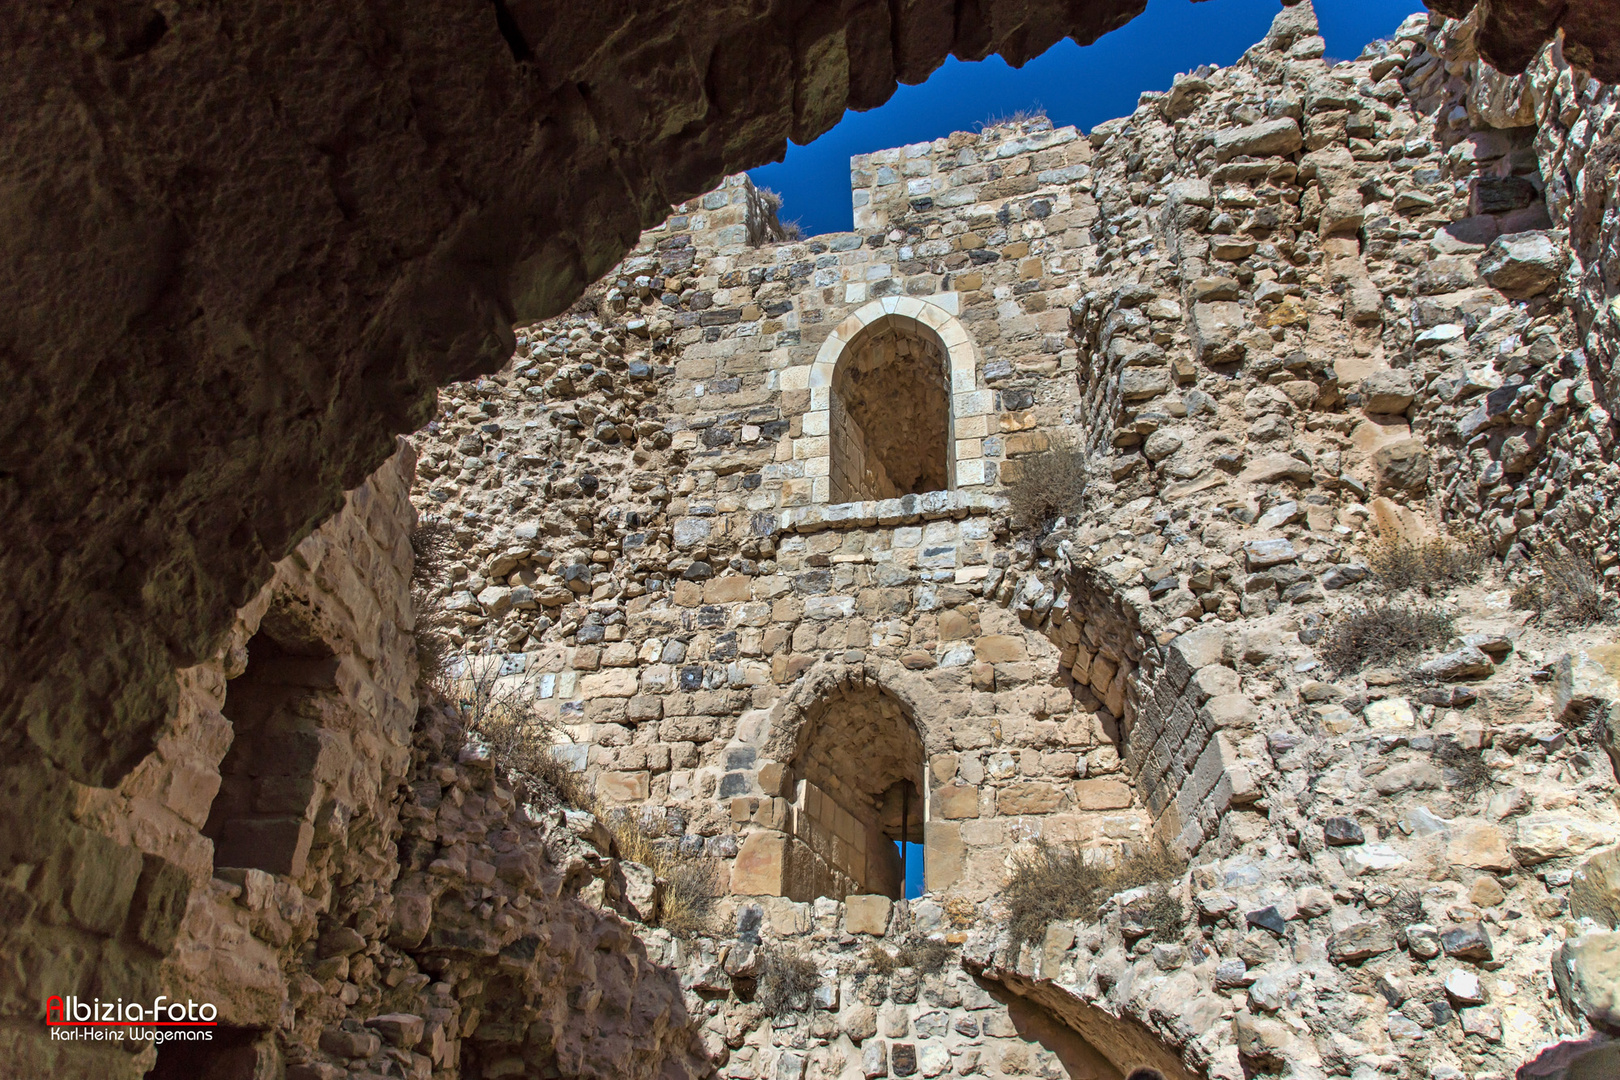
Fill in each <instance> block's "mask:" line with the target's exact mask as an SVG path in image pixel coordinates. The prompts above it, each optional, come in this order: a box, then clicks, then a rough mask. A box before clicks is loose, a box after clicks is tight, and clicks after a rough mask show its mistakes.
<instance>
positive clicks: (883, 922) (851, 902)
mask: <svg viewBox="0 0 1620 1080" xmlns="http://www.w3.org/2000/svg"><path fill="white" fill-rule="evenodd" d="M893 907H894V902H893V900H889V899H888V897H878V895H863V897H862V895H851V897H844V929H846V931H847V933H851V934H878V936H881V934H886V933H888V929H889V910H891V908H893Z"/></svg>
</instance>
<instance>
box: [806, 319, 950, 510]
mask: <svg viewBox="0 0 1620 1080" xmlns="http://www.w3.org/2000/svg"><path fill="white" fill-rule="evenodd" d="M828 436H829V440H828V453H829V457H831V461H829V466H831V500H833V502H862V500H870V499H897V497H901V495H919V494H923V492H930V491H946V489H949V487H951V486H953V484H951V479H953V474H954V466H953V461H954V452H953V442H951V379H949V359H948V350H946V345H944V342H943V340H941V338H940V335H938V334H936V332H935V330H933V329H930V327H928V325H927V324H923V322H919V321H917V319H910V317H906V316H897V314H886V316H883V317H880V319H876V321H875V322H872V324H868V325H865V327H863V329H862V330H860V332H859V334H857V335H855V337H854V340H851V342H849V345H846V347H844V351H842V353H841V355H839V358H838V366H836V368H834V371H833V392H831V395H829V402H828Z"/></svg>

------------------------

● Problem to solve
Each line in the listing that contains "instance" should be returned.

● Result for this exercise
Fill in each <instance> block's "mask:" line with the target's exact mask as an SVG path in image pixel coordinates. The prompts above it, each optional, come in this order: a box, then clicks, then a rough mask. A box before clicks is loose, a box after clicks is tight, and clicks after a rough mask show its mistakes.
<instance>
</instance>
<instance>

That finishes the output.